#### [Instructions for the task]
Pull out every line of the material below and reproduce each one word for word.

Data listing
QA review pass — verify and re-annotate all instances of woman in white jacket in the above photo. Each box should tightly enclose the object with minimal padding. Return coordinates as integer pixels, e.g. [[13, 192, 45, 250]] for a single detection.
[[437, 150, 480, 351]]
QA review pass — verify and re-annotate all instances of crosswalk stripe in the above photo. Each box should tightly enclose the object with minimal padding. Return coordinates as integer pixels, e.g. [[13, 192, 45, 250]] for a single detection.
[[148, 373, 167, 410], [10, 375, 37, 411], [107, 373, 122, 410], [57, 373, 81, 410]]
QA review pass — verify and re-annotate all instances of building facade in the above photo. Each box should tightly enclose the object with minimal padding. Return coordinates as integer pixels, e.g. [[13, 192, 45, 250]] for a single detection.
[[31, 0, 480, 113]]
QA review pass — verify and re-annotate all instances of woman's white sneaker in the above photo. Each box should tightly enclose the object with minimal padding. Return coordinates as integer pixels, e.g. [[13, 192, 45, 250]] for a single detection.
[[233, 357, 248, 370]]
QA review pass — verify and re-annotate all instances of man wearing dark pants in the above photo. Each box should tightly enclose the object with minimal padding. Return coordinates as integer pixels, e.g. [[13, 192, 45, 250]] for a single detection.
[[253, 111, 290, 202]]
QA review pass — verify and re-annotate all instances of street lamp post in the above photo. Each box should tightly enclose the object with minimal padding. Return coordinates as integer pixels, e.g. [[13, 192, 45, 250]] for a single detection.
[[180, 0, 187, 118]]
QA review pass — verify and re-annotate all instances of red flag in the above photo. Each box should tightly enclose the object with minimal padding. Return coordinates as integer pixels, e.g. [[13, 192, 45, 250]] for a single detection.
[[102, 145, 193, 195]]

#### [Result for this exercise]
QA review pass — verify and re-annotate all instances of woman in white jacket in the above photo. Each box should tightly enclose the object with minimal padding. Return coordinates as integer pixels, e.g. [[13, 192, 45, 250]] for a single detection.
[[437, 150, 480, 351]]
QA review pass — verify and re-annotate all instances of crosswalk stripe in the above photo. Each box should tightly enclose the object with minimal padding. Return coordinates as integer pixels, e.g. [[13, 192, 45, 250]] for a single detection.
[[148, 373, 167, 410], [10, 375, 37, 411], [107, 373, 122, 410], [57, 373, 81, 410]]
QA review pass — verify and re-annotate all instances of building facade in the above photo. Each box should tightly enclose the object with minimal padding. Return coordinates as integer pixels, e.g. [[13, 192, 45, 250]] for a single detection.
[[31, 0, 480, 113]]
QA review pass — verify and re-annotate all instances of woman's white sneaker in the above photo. Each box should tightly enclose the object with minimal padding. Return coordinates as integer pixels, e.g. [[13, 192, 45, 250]] for a single detection.
[[233, 357, 248, 370]]
QA review pass — verify and re-annotate all instances of man wearing dark pants in the above photo. Each box should tightly enclose the object with minimal padding. Return coordinates as integer pixels, e.g. [[13, 192, 45, 250]] for a single detection.
[[253, 111, 290, 202]]
QA review pass — verify and re-annotate all instances of street lamp post in the above photo. Each box should tightly enclose the object with minimal padding. Return coordinates as integer pixels, e.g. [[13, 192, 45, 250]] for a single detection.
[[180, 0, 187, 118]]
QA review pass — verify and re-annotate all instances of red flag in the above photo. Each box should tightly enclose the object with minimal padding. Return coordinates as integer pixels, e.g. [[13, 192, 45, 250]] for a single detection.
[[102, 145, 193, 195]]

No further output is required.